Advocating for Open source | MS Data Science @ University of Washington, Seattle
Clean schemas and robust, vectorized pipelines beat complex, fragile architectures every single time. Good design is quiet and highly maintainable.
Deep focus on open formats like Parquet, Arrow, and Hudi. Your data belongs to your engineering stack, completely free from proprietary vendor locks.
Engineering starts with understanding the user's requirements. We reverse-engineer our solutions directly from core user needs to build platforms that actually solve real problems.
Research Assistant, Health Sciences · Jan 2026 - Present · Seattle, WA
Building an end-to-end air quality data pipeline ingesting data from 5 heterogeneous instruments into a unified DuckDB + Parquet schema, enabling researchers to run statistical analyses without manual data wrangling. Designing a standardized ingestion layer that harmonizes multi-format sensor data with automated parsing, schema validation, and cloud storage on AWS S3.
Student Researcher, Bioengineering · Mar 2026 - Present · Seattle, WA
Contributing to AutoRELATE, a multimodal LLM research project evaluating AI-based clinical communication assessment. Focused on annotation pipelines and model evaluation workflows, investigating multimodal inputs to enhance model performance for equitable, scalable clinician training tools.

* [INFORMATION SHOWN]:

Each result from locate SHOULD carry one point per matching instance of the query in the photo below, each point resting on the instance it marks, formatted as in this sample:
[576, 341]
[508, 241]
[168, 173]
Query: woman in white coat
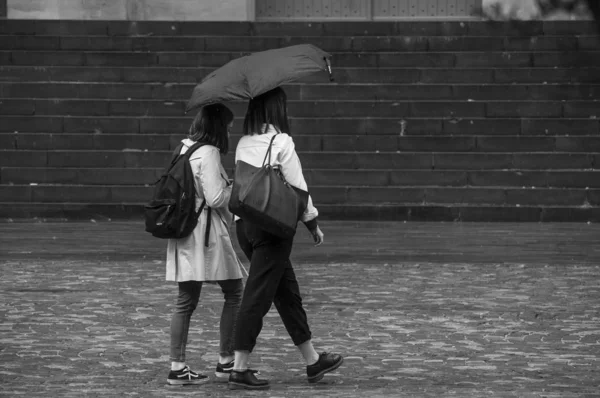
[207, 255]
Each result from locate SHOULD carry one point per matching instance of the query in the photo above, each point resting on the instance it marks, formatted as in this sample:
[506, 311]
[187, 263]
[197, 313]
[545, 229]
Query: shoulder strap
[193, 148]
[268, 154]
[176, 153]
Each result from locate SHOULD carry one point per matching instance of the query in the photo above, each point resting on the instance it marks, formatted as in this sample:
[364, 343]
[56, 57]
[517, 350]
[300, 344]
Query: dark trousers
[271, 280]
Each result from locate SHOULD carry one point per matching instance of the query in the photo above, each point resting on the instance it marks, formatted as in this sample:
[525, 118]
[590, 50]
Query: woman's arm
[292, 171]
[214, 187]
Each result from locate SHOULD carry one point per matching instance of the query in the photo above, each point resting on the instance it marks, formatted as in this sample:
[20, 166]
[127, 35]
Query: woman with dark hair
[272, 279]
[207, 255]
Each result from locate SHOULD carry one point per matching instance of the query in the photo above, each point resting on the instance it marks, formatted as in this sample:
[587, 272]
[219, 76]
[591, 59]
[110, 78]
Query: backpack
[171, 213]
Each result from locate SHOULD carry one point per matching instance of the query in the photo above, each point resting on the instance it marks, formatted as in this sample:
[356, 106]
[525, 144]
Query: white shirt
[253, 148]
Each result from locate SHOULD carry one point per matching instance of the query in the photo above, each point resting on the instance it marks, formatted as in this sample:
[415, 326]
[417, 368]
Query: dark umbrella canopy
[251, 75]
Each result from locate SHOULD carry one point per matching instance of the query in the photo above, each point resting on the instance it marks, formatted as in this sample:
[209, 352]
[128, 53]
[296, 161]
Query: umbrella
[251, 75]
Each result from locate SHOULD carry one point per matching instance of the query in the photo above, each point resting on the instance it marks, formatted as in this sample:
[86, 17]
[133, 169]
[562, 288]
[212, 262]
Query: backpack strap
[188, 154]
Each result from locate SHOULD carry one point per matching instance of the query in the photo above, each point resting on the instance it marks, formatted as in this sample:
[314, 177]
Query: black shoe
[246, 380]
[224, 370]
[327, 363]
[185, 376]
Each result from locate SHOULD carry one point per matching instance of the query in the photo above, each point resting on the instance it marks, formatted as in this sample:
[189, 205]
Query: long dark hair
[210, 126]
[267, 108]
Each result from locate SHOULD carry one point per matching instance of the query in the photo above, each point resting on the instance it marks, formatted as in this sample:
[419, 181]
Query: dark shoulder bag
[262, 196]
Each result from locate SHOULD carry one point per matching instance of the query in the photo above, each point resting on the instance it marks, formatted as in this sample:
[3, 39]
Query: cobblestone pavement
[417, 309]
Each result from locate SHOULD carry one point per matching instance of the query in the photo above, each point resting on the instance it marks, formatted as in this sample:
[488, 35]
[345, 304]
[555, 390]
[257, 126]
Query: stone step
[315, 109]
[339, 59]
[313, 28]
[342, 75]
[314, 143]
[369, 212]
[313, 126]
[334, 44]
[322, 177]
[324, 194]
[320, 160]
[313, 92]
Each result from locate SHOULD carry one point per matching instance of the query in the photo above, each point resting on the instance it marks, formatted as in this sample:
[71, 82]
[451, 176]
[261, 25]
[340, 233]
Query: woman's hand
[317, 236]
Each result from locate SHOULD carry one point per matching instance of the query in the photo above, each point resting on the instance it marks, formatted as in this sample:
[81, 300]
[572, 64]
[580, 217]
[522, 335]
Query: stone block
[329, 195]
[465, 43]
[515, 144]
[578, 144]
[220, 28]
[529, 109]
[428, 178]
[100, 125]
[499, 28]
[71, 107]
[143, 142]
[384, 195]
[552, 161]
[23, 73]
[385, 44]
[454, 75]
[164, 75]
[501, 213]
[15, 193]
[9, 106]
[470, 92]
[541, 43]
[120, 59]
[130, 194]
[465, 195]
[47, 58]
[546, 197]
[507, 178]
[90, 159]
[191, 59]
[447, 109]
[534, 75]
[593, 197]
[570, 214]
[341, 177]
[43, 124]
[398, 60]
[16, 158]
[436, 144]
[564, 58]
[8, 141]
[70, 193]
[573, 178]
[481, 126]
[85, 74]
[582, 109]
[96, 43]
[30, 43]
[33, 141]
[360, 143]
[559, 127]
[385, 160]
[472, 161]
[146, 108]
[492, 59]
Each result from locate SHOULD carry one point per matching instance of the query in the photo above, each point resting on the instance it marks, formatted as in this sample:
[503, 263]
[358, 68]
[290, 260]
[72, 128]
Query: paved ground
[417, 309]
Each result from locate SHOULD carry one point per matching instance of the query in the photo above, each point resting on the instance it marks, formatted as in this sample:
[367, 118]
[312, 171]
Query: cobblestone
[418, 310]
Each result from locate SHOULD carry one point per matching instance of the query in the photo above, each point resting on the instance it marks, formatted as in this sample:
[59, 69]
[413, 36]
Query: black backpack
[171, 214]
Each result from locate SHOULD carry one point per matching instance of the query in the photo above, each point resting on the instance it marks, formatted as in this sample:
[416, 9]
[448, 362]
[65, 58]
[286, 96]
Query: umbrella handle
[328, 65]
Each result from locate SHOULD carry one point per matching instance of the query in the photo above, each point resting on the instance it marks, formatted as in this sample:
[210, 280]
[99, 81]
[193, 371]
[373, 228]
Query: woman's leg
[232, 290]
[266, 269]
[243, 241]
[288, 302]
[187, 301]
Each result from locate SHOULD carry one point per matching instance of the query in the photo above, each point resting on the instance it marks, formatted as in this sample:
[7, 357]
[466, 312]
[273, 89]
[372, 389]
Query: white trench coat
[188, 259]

* [THINGS TO DO]:
**A.** According to the data engineering profile, how many instruments feed the air quality data pipeline?
**B.** Continue the data engineering profile from where it stops.

* [SOLVED PROBLEMS]:
**A.** Five heterogeneous instruments.

**B.**
Data Engineer · Aug 2023 - Aug 2025 · Bengaluru, India
Architected a cloud-native automated pricing engine for 30+ Huggies SKUs on Amazon India using Azure Data Factory, Databricks, and Data Lakes, contributing to a 2.14% revenue increase. Engineered Power BI reporting across 6 APAC markets reducing manual requests by 80%. Optimized master data pipelines for a 56% runtime decrease and led a production storage migration to Azure Blob Storage with zero downtime across 20+ Databricks notebooks.
Data Engineering Intern · Jan 2023 - Jul 2023 · Bengaluru, India
Developed anomaly detection models in PySpark for scalable log processing and built Power BI dashboards that identified 50+ security findings in 3 months. Analyzed 200+ phishing emails to design organization-wide training programs and built MLflow-based monitoring pipelines for real-time alerts on data and prediction drift.
Student Researcher, MITACS Globalink · May 2022 - Aug 2022 · Gatineau, Canada
Awarded MITACS Globalink Research Scholarship to develop a thermal imaging dataset for sports injury diagnosis. Collected and processed 20,000+ thermal images across 4 anatomical regions to support deep learning segmentation models.